Coordinate annotation records:
----

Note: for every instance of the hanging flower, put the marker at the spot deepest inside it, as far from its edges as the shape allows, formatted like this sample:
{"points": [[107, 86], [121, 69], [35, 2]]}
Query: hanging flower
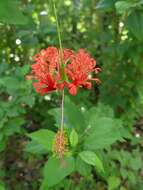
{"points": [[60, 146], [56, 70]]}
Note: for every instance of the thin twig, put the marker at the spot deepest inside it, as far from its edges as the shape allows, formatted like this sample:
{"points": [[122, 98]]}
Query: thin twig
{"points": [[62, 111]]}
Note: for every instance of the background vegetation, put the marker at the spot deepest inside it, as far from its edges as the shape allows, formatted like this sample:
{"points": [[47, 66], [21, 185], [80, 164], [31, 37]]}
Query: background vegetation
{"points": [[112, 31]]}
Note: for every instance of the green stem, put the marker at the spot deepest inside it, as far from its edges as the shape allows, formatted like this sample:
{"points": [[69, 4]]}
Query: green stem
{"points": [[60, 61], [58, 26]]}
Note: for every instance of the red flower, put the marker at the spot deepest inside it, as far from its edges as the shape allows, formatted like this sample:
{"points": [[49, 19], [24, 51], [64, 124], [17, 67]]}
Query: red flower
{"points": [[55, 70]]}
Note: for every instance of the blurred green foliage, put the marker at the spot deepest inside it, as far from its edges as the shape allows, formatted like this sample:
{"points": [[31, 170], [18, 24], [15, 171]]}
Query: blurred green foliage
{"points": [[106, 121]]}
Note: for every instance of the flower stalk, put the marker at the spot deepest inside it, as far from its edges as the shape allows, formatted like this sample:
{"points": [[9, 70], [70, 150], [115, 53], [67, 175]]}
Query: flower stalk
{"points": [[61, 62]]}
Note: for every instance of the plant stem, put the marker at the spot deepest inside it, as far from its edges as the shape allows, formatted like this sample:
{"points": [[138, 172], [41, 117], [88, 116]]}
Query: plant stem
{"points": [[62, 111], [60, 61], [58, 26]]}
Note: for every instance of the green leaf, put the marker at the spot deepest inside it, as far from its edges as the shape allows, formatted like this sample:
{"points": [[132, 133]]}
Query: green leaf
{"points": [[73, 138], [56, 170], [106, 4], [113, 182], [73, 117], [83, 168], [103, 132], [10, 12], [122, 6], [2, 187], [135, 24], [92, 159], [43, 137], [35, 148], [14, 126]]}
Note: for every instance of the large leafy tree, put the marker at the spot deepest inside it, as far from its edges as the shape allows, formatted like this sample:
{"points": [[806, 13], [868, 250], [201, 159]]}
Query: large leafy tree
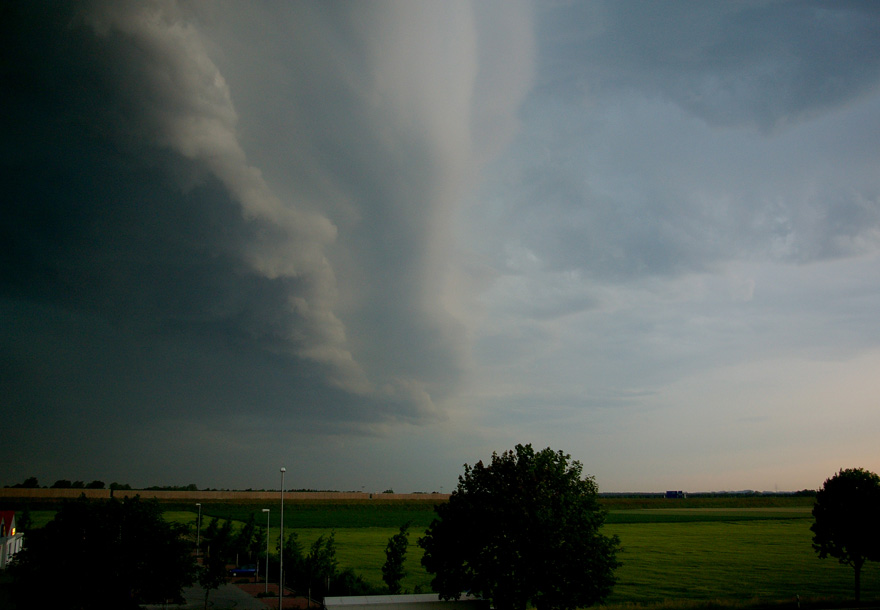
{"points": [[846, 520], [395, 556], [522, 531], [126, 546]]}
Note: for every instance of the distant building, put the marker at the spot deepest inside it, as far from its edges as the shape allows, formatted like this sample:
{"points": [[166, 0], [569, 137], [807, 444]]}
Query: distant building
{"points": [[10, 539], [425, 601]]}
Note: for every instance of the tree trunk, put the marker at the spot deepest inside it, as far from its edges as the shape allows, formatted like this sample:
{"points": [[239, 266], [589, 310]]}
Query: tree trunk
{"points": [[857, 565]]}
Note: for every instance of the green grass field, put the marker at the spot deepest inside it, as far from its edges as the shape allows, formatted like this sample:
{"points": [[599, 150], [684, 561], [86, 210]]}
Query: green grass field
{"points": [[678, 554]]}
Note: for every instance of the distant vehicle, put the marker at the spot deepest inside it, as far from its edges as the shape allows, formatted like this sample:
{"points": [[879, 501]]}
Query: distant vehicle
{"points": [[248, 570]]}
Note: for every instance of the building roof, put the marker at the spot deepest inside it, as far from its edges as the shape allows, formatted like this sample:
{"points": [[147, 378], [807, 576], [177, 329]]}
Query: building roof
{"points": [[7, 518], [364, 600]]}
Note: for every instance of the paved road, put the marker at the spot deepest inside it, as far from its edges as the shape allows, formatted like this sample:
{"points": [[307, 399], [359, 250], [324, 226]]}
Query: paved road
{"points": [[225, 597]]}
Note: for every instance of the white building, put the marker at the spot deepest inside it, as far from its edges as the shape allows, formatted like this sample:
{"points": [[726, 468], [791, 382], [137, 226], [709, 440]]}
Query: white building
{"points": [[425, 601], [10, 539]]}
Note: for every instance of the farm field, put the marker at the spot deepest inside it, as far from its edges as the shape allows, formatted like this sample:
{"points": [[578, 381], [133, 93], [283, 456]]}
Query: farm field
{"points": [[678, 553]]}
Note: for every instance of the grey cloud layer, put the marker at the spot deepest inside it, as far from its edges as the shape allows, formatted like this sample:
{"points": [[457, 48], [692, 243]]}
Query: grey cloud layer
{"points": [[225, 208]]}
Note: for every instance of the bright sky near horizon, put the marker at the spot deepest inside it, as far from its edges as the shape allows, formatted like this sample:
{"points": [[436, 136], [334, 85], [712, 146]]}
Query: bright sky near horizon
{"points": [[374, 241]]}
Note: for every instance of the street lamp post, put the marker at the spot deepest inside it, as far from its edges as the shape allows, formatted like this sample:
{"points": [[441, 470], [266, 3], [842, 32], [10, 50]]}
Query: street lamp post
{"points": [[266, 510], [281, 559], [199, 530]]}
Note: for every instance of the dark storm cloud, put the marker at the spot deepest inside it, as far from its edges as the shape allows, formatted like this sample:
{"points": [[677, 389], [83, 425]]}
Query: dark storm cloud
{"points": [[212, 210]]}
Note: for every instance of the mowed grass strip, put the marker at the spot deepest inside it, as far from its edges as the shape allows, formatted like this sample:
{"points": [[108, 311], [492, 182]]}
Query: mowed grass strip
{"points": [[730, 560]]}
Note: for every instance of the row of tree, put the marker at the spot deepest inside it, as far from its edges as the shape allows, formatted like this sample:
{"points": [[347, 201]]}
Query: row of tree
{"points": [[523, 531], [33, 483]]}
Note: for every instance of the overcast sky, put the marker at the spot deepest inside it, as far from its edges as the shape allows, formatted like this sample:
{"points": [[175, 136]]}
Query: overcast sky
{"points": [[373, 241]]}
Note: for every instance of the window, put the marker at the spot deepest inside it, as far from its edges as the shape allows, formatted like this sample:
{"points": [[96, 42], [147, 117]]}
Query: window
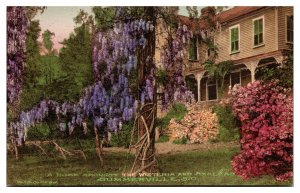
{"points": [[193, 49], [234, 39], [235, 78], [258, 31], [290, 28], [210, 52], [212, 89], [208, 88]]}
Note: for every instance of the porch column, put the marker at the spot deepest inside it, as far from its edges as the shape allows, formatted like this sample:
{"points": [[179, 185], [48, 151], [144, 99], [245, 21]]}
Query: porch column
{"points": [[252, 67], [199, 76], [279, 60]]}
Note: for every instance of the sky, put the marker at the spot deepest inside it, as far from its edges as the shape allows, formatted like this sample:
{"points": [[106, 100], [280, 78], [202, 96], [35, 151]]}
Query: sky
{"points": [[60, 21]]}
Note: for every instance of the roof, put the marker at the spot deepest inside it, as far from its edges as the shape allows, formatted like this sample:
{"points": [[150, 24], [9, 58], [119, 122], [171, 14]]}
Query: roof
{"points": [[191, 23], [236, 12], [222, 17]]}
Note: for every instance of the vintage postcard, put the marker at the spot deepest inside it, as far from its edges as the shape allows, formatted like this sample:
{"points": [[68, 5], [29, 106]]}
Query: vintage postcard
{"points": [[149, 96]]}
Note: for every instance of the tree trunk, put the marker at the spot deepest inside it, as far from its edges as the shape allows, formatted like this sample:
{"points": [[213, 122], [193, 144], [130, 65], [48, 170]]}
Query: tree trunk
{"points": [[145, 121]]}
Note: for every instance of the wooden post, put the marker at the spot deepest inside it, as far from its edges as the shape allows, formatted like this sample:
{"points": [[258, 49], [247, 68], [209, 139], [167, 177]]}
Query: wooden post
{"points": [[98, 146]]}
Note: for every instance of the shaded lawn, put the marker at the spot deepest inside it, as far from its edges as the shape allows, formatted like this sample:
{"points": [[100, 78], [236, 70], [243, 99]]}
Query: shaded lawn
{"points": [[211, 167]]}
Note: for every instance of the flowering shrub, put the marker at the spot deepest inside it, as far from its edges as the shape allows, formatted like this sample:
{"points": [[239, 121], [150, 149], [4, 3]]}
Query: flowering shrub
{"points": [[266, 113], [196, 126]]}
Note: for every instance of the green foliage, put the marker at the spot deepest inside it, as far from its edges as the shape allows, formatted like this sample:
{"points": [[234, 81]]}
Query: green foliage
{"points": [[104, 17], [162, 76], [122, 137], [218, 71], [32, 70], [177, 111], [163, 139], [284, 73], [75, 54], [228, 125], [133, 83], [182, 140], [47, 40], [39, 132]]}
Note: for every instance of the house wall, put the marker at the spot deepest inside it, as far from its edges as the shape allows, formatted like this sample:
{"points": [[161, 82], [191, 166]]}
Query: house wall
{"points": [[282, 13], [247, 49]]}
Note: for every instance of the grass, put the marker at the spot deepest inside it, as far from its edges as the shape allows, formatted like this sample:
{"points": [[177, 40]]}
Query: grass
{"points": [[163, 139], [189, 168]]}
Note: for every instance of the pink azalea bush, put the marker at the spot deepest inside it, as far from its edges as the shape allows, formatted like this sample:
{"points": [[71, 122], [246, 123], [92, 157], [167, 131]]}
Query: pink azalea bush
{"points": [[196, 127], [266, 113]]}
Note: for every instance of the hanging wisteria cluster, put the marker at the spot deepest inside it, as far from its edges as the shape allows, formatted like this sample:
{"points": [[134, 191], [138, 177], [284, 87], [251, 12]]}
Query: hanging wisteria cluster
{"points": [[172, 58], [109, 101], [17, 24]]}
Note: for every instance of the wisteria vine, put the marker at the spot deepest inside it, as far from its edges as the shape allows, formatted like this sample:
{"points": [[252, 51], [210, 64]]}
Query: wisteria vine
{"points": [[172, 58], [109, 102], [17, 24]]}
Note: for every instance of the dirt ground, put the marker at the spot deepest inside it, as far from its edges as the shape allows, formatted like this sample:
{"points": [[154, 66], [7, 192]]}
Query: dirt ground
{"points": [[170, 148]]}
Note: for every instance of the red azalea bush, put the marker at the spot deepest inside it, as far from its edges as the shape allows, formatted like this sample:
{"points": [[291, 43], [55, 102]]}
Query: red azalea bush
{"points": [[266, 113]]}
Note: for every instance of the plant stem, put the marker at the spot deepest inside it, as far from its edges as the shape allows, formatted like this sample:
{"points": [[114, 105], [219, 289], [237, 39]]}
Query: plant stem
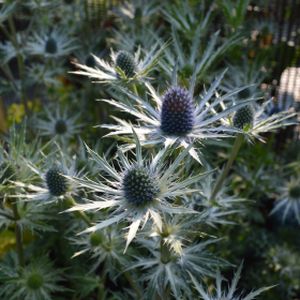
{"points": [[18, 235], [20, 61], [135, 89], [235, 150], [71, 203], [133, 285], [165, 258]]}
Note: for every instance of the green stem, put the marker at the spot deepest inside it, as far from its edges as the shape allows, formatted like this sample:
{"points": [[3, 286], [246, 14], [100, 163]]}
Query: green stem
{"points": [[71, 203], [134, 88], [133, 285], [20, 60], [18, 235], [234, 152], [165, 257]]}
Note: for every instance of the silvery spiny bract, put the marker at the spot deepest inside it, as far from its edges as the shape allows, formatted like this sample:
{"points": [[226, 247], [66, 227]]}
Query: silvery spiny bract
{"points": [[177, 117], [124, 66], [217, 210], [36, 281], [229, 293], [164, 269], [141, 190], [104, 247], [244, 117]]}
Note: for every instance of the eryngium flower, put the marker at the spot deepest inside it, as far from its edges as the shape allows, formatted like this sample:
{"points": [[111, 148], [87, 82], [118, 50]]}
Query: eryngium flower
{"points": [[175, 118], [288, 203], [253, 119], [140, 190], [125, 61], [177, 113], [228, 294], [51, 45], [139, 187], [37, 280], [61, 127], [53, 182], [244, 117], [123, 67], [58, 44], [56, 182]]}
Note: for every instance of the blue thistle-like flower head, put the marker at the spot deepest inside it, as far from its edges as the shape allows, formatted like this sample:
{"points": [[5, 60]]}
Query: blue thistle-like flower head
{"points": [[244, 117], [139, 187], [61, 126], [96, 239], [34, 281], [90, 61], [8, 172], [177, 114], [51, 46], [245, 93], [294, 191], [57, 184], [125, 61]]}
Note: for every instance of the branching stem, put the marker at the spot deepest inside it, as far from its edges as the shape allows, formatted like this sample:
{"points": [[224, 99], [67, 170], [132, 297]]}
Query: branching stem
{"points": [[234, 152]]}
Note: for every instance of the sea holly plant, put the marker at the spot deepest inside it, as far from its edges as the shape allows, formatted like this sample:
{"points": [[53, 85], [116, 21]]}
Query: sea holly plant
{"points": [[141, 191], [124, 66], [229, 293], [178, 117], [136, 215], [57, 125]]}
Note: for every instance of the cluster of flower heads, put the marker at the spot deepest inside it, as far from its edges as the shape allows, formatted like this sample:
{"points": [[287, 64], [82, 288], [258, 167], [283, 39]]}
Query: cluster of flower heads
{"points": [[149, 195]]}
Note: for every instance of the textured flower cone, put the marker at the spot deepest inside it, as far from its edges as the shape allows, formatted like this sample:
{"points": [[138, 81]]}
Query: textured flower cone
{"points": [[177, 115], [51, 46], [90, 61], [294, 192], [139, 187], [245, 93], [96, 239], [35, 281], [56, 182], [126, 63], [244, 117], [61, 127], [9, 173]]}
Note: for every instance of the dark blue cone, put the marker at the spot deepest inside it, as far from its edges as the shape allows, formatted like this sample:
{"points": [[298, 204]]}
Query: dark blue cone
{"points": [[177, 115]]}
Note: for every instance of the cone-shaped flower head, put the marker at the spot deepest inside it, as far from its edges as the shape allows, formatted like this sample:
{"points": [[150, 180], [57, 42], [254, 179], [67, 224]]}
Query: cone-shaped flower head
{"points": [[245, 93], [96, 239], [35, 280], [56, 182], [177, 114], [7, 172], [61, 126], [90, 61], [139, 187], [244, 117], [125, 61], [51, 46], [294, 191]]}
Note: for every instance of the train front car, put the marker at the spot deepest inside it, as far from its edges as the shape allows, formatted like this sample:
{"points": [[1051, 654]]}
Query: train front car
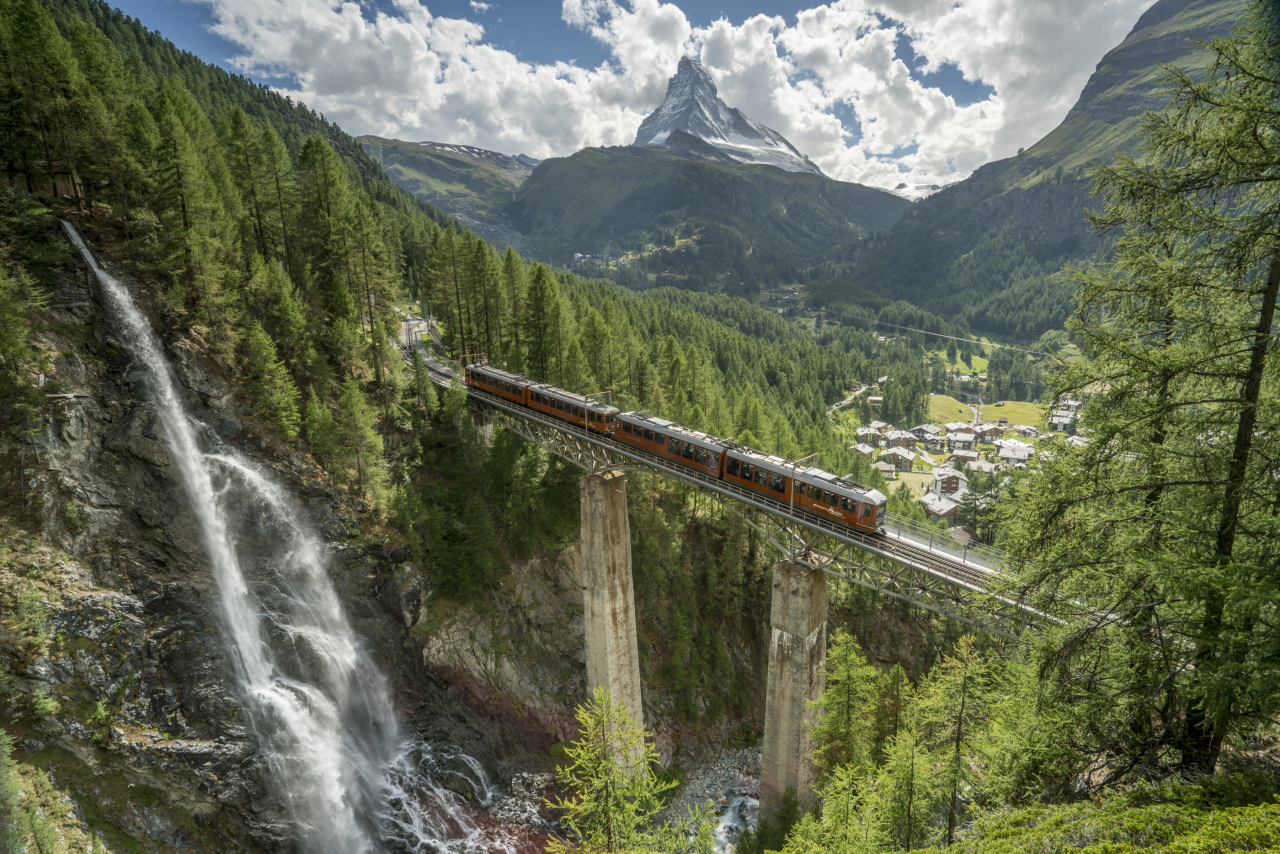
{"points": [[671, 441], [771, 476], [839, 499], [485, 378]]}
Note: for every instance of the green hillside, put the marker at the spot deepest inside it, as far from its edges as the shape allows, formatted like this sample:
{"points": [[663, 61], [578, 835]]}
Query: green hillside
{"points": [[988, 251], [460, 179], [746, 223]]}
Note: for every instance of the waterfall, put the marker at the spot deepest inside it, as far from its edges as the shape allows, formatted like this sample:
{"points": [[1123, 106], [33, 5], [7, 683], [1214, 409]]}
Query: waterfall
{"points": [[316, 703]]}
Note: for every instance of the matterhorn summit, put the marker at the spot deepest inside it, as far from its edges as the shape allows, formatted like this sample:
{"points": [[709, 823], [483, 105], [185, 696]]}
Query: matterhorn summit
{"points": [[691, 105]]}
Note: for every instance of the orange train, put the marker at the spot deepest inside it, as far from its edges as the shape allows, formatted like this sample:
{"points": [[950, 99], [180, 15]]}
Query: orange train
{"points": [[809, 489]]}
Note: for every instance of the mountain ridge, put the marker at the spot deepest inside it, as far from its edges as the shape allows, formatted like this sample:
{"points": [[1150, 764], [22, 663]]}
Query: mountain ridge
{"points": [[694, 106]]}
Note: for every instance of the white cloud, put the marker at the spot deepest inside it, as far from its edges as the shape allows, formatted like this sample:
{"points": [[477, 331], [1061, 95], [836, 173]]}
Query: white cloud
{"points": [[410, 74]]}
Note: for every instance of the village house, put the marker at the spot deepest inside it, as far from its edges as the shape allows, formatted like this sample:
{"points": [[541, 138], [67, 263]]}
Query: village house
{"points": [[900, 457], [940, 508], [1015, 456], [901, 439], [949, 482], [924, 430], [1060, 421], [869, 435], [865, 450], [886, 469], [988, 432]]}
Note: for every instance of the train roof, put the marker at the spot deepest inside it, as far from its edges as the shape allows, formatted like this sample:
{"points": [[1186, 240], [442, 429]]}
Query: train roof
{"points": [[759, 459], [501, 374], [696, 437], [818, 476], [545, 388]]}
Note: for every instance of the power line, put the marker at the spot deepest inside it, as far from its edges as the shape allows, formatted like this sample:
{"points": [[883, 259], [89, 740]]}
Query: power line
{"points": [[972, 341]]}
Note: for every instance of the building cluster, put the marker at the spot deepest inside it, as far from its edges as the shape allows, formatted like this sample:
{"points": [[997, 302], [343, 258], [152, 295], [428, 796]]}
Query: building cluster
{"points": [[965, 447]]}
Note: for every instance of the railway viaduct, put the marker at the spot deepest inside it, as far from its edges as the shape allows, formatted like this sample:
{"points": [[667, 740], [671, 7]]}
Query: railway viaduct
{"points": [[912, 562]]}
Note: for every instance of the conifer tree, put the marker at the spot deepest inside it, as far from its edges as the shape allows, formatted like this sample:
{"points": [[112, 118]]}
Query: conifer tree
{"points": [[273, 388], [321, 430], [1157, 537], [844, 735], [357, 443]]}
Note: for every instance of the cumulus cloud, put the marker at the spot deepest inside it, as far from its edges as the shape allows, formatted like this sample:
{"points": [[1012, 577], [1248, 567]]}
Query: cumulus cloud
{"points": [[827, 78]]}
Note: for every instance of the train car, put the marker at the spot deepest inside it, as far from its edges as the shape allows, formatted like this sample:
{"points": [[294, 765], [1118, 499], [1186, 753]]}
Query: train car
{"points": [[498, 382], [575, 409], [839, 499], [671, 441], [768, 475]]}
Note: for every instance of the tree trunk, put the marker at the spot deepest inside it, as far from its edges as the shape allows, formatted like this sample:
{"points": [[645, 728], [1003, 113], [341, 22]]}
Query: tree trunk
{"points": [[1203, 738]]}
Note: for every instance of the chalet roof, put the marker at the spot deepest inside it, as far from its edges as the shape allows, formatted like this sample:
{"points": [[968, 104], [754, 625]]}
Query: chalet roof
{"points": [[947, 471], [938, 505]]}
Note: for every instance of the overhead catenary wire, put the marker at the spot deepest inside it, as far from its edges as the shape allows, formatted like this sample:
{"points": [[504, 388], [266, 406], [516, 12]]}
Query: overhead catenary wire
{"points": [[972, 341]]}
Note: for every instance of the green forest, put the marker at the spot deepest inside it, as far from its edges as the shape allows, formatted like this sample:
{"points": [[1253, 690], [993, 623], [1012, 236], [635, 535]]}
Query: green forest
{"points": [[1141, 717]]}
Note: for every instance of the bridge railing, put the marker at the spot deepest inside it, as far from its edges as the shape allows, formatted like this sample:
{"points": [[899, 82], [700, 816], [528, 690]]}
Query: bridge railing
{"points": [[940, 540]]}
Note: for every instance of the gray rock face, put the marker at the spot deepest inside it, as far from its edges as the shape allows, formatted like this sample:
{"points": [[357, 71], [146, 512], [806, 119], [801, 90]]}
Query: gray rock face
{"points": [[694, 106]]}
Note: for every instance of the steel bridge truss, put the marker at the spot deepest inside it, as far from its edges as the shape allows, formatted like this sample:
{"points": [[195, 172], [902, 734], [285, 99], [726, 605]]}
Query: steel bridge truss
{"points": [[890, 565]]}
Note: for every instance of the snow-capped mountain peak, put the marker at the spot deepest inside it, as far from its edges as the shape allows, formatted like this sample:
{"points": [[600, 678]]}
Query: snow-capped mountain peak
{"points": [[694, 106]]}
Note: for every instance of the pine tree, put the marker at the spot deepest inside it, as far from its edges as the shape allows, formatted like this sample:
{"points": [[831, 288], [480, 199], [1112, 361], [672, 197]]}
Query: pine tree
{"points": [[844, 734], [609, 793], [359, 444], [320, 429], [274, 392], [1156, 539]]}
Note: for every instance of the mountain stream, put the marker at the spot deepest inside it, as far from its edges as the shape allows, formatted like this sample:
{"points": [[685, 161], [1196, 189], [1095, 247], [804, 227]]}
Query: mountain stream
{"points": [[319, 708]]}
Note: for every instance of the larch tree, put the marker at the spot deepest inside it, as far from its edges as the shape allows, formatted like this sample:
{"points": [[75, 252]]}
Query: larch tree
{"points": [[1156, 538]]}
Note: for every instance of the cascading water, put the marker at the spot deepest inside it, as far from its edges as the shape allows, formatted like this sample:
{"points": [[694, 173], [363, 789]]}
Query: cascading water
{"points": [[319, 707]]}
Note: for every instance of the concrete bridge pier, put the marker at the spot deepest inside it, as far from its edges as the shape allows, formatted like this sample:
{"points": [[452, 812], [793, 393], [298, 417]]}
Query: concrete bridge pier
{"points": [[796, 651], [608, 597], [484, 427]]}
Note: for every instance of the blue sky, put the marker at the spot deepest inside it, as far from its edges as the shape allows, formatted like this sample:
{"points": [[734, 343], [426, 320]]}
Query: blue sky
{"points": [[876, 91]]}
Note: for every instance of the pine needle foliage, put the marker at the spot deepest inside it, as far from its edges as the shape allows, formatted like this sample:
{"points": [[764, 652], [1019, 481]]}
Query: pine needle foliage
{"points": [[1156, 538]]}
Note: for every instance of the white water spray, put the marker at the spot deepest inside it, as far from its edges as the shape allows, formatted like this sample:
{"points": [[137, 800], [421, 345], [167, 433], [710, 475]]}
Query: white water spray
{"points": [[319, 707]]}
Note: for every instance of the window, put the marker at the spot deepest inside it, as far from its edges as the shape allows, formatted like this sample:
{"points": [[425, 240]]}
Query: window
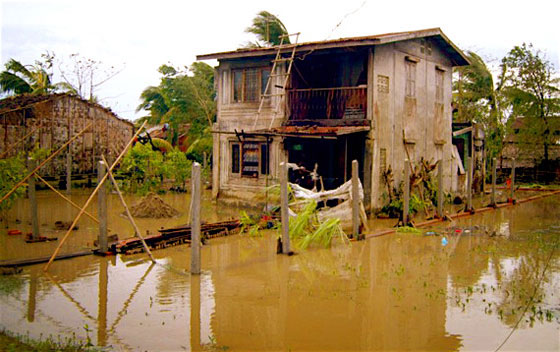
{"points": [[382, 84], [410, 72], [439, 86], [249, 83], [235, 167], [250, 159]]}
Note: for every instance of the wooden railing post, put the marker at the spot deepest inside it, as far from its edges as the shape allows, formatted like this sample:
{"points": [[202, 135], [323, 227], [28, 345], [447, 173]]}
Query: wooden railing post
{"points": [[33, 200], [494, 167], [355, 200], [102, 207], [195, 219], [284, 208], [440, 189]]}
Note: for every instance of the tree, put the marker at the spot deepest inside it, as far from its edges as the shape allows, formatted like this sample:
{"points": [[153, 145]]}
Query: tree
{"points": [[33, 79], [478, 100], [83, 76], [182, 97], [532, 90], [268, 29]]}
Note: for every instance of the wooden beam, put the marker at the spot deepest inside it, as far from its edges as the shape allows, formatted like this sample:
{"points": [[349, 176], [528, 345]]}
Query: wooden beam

----

→ AIM
Rewrite the material from the line with "Note: for every instance of the village" up to and including the line with "Query: village house", swapping "village house" for "farm building" and leaving everything else unchanged.

→ EXERCISE RESULT
Note: for every instance of the farm building, put the marker at the spot deepest inside it, as far from its edges as the shape allows, formatted like this sample:
{"points": [[541, 138], [67, 263]]}
Query: farm building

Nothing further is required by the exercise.